Quote the lines from the start through the one containing "[[[312,189],[310,190],[310,224],[314,224],[314,192]]]", both ends included.

● **Provided records**:
****************

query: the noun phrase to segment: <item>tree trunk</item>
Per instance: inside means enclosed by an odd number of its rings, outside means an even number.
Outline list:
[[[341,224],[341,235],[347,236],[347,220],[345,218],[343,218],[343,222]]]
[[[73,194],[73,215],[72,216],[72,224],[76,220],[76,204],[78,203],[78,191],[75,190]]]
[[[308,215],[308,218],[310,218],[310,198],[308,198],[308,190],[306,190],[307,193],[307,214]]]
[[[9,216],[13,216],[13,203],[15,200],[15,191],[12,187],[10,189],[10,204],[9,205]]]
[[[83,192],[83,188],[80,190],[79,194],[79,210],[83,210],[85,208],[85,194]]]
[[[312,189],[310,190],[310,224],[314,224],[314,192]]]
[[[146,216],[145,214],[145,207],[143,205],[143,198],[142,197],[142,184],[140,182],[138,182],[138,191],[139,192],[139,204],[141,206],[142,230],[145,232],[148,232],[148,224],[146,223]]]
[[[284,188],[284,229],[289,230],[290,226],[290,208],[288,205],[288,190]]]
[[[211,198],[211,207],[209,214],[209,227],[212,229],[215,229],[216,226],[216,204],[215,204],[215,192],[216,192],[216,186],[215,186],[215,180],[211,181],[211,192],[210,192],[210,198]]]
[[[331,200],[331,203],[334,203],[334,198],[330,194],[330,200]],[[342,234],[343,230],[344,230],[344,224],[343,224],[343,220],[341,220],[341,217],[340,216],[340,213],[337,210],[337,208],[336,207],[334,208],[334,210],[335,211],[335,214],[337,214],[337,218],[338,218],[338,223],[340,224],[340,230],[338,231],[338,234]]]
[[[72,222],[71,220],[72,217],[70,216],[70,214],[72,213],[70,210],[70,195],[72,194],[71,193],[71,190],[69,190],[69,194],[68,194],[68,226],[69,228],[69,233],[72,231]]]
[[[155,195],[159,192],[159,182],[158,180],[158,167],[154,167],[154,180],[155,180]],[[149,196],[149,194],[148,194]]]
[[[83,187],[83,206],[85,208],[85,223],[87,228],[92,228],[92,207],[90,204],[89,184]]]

****************

● **The result**:
query: the noun phrase to segment: <item>tree trunk</item>
Per instance: inside means enclosed by an odd number of its rings, outside means an even number.
Outline list:
[[[341,224],[341,235],[347,236],[347,220],[345,218],[343,218],[343,222]]]
[[[73,194],[73,215],[72,216],[72,224],[76,220],[76,204],[78,203],[78,191],[75,190]]]
[[[308,215],[308,218],[310,218],[310,198],[308,198],[308,190],[306,190],[307,193],[307,214]]]
[[[9,216],[13,216],[13,203],[15,200],[15,191],[12,187],[10,189],[10,204],[9,205]]]
[[[83,192],[83,188],[80,190],[79,194],[79,210],[83,210],[85,208],[85,194]]]
[[[312,189],[310,190],[310,224],[314,224],[314,192]]]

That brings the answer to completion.